Passage for review:
__________
And those sorts of tectonic shifts are going to open up employment for tens of thousands of Baltimore workers who’ve been laid off, from the hospitality and restaurant industries to workers in transport and gaming. The only question is how long that will take.

So there’s lots of losers, but there’ll be winners, too, from remote-meeting software to liquor stores, grocers, delivery companies, Amazon, or the people that make Chlorox and Charmin—as well as, it turns out, the cannabis industry. And, of course, bankruptcy lawyers.

One big question mark is commercial office space.

“After they learned to work remotely for the most part, are all the companies in downtown Baltimore really going to need all that office space at $60 a square foot? So then what are the empty office buildings or hotels going to be used for?” Helmrath asks. And that shift, in turn, could crank up demand for home-computer upgrades, as well as generating new technologies like video teaching and health-care products. “You’ve seen Baltimore hospitals so far managing to triage the situation without thousands of people showing up in emergency rooms, by using parking-lot tests and telemetry. And those lessons will change urgent care.”
__________
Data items
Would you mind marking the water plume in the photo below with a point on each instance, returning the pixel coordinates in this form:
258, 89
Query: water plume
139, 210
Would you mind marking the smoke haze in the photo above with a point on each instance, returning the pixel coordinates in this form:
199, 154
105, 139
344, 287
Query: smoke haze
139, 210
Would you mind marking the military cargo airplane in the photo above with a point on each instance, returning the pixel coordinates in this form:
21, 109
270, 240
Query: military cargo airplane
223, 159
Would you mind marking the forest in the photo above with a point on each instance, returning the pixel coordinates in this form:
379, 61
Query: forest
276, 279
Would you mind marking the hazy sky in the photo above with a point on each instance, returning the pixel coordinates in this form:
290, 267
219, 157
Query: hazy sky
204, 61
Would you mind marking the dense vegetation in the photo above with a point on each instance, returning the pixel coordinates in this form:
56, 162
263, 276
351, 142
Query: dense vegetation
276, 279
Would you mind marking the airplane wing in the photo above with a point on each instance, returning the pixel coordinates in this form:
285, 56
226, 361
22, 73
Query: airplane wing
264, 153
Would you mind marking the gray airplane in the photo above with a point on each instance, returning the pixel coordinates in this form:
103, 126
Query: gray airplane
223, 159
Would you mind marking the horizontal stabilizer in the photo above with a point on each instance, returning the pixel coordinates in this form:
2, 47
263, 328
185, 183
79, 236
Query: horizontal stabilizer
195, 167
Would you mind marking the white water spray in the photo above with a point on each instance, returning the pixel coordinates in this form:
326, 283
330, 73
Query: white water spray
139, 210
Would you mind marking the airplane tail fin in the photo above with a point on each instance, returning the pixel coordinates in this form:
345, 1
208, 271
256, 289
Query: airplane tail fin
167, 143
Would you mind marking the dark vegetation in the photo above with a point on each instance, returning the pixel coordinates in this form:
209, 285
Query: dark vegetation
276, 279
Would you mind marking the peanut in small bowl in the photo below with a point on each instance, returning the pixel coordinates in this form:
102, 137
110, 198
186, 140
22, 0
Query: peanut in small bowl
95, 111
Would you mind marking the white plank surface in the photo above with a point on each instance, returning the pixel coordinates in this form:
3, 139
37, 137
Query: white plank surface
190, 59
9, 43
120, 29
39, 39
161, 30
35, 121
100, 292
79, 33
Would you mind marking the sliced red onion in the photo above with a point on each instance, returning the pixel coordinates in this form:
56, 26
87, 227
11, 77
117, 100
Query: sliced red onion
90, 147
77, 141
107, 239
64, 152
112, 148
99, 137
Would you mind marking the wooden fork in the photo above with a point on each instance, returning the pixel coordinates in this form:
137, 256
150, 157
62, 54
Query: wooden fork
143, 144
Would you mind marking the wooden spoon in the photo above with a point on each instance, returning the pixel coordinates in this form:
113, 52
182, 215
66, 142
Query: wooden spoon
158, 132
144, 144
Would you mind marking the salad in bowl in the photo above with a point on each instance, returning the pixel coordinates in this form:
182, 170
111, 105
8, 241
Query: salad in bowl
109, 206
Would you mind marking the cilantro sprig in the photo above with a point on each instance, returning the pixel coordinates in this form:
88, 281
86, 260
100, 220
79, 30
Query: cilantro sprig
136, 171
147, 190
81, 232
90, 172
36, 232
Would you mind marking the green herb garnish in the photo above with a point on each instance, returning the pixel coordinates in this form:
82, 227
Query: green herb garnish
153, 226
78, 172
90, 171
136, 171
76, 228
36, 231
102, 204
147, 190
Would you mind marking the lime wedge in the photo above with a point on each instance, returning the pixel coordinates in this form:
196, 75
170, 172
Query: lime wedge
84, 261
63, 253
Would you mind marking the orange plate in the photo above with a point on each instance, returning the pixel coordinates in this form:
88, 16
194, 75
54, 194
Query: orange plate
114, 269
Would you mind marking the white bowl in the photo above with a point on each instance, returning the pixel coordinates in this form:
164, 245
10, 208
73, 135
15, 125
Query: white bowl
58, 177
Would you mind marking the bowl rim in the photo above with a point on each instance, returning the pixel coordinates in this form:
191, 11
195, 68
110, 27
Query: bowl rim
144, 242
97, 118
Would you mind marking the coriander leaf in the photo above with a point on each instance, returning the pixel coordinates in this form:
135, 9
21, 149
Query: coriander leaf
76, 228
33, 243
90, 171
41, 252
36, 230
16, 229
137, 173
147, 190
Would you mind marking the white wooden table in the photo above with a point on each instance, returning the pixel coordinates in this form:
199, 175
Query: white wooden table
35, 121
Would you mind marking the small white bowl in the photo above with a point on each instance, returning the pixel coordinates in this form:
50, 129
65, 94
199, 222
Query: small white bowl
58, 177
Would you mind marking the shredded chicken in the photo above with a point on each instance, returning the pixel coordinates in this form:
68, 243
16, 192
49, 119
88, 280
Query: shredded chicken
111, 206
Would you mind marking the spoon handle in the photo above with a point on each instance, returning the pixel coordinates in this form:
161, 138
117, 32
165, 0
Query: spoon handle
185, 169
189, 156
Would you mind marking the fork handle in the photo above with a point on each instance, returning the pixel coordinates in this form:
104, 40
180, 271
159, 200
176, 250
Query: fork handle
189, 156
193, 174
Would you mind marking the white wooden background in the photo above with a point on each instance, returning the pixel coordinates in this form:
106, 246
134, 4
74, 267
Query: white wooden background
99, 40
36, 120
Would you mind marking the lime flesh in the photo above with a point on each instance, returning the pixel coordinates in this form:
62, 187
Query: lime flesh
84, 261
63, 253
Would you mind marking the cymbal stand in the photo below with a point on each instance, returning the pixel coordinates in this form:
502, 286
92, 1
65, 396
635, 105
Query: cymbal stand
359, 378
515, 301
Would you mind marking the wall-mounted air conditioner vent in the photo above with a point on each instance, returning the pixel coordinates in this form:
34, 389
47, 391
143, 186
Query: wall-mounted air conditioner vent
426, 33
__________
Problem set:
1: Duplicate the stretch of the Baltimore economy passage from "So there’s lots" through "course, bankruptcy lawyers.".
2: Write the next part of the Baltimore economy passage, picking up after its final sentence.

Answer section:
1:
So there’s lots of losers, but there’ll be winners, too, from remote-meeting software to liquor stores, grocers, delivery companies, Amazon, or the people that make Chlorox and Charmin—as well as, it turns out, the cannabis industry. And, of course, bankruptcy lawyers.

2:
In the case of teleworking and those potentially empty office buildings, economics and real-estate expert Luis E. Quintero, a professor at the Johns Hopkins Carey School of Business, sees an opportunity for Baltimore.

“The transition to remote work that is happening now is bound to transform the way we work in the long run,” Quintero says. “We will not all move towards teleworking, of course, but some will. Remote work can also happen between branches of the same firm. The next step will naturally be moving office space to locations with cheaper real estate and keeping headquarters in high-productivity expensive cities. This can benefit Baltimore.”

And then, there are Baltimore’s landlords.

“The whole real-estate value chain can be disrupted in this crisis,” Quintero says. “Landlords that cannot collect rents, which will be affected by both growing unemployment and measures in the proposed stimulus bill that includes a moratorium on evictions. So landlords will not be able to make proper maintenance, which will accelerate depreciation of real estate.”

And the same goes for real-estate sales, he adds. “Multiple listing services have already reported that closings, new contracts, and new listings are down 25-30 percent year over year in the last two weeks of March, even despite low mortgage rates.” This might spur refinancing and improve the monthly mortgage payments.

However, the decline in real estate value would also deepen the share of homes with negative equity. The proposed stimulus package includes the mortgage holders right to request forbearance. This can benefit struggling homeowners, but can affect investors in mortgage-backed securities and banks that service loans.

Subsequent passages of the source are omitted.